(Requisitos del ejercicio):
A) Repite de forma íntegra y sin cambios el artículo sobre los tripulantes que se arrojan de las embarcaciones.
B) Presenta como lista numerada, sin las líneas en blanco, las líneas de las filas que van desde la que contiene "Target: island" hasta el final de las filas, ambas incluidas.

(Artículo):
¿Qué ocurre a bordo de aquellas embarcaciones? ¿Cuál es la causa de que muchos tripulantes decidan arrojarse de cubierta buscando un destino incierto? Al hurgar en las razones se encontrarán muchas historias reales y de las otras, situaciones a confirmar pero también a desmitificar.

Confusión, desesperación, una fracción de segundos y una decisión tras la cual ya no habrá vuelta atrás. Es el instinto de supervivencia tan propio del ser humano, pero que también es sinónimo del más incontenible miedo a la muerte, que aturde, bloquea y condiciona.

Acaso una reacción última, desesperada a condiciones que -por testimonios de sus propios protagonistas- resultan infrahumanas.

(Filas mostradas):
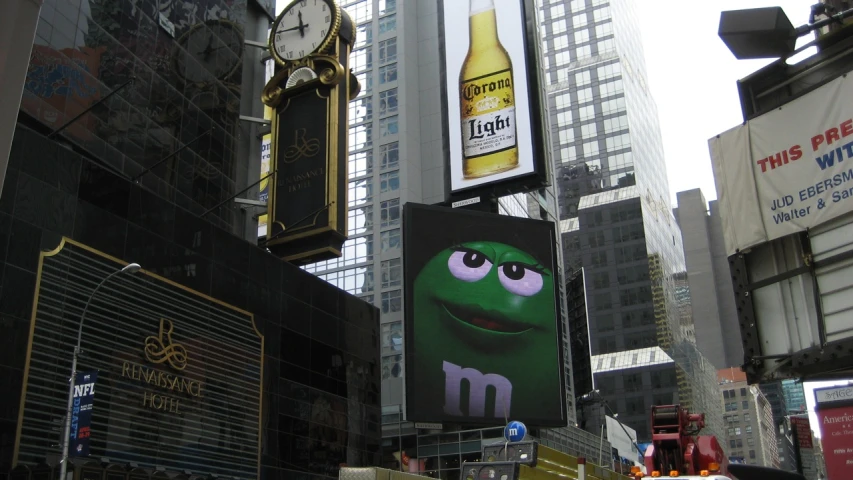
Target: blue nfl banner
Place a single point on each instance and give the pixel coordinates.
(81, 413)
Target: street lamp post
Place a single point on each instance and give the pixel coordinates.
(63, 468)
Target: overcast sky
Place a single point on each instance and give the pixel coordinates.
(692, 76)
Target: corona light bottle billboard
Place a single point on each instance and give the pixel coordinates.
(487, 98)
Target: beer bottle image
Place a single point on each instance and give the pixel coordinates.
(487, 99)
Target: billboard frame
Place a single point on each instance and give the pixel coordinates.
(537, 104)
(408, 324)
(797, 340)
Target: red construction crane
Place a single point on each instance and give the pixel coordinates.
(677, 447)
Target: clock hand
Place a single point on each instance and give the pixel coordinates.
(301, 25)
(291, 29)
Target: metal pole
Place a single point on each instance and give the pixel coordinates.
(63, 467)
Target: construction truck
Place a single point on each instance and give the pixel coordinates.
(678, 451)
(526, 460)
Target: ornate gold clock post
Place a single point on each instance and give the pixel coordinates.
(311, 42)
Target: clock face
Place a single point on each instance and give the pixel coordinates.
(304, 27)
(212, 48)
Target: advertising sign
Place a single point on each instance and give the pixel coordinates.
(803, 430)
(483, 330)
(834, 406)
(492, 98)
(81, 413)
(788, 170)
(264, 196)
(60, 85)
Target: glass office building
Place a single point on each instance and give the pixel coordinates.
(615, 215)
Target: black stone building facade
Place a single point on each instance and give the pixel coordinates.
(280, 368)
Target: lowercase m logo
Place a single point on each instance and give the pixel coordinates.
(161, 349)
(479, 383)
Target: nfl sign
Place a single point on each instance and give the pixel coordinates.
(81, 413)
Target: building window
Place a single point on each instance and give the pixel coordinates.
(392, 338)
(390, 239)
(360, 11)
(387, 24)
(392, 273)
(361, 136)
(360, 192)
(360, 220)
(360, 164)
(360, 110)
(387, 74)
(392, 367)
(391, 301)
(389, 155)
(361, 59)
(388, 126)
(387, 6)
(355, 281)
(390, 212)
(601, 14)
(365, 79)
(364, 37)
(355, 250)
(389, 182)
(635, 405)
(388, 102)
(388, 51)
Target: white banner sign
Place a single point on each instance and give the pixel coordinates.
(788, 170)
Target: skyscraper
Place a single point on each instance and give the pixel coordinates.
(615, 217)
(708, 274)
(396, 156)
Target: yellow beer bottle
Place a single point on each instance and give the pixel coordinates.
(487, 99)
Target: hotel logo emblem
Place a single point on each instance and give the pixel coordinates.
(161, 349)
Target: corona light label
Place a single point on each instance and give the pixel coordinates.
(487, 99)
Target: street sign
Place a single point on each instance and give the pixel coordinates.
(515, 431)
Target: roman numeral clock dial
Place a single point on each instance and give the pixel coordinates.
(304, 27)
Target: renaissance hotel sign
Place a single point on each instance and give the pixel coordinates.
(179, 373)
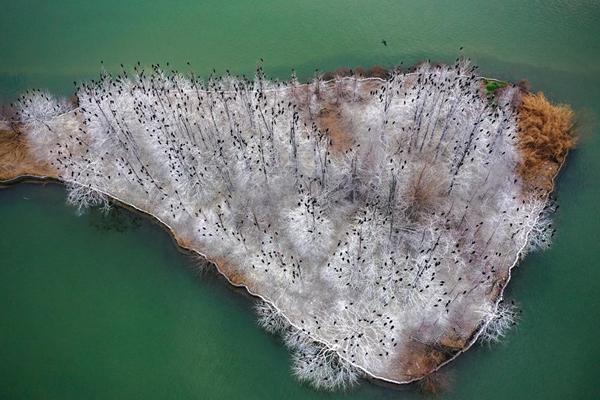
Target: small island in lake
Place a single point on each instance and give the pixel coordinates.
(377, 218)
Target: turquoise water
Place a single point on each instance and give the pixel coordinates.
(108, 308)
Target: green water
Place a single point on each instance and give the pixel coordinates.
(95, 307)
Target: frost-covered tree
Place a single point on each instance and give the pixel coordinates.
(368, 214)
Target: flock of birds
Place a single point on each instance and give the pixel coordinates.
(394, 227)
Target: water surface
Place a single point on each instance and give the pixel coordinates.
(95, 307)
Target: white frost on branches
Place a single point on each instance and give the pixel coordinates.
(370, 213)
(500, 322)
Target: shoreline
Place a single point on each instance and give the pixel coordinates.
(222, 269)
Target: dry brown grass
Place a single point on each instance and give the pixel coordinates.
(16, 160)
(545, 137)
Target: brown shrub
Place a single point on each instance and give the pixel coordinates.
(545, 137)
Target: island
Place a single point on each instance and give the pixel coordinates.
(376, 214)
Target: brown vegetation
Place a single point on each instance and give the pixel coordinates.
(545, 137)
(16, 160)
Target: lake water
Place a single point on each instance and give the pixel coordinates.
(95, 307)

(Respuestas completas):
A)
¿Qué ocurre a bordo de aquellas embarcaciones? ¿Cuál es la causa de que muchos tripulantes decidan arrojarse de cubierta buscando un destino incierto? Al hurgar en las razones se encontrarán muchas historias reales y de las otras, situaciones a confirmar pero también a desmitificar.

Confusión, desesperación, una fracción de segundos y una decisión tras la cual ya no habrá vuelta atrás. Es el instinto de supervivencia tan propio del ser humano, pero que también es sinónimo del más incontenible miedo a la muerte, que aturde, bloquea y condiciona.

Acaso una reacción última, desesperada a condiciones que -por testimonios de sus propios protagonistas- resultan infrahumanas.

B)
1. Target: island
2. Place a single point on each instance and give the pixel coordinates.
3. (376, 214)
4. Target: brown vegetation
5. Place a single point on each instance and give the pixel coordinates.
6. (545, 137)
7. (16, 160)
8. Target: lake water
9. Place a single point on each instance and give the pixel coordinates.
10. (95, 307)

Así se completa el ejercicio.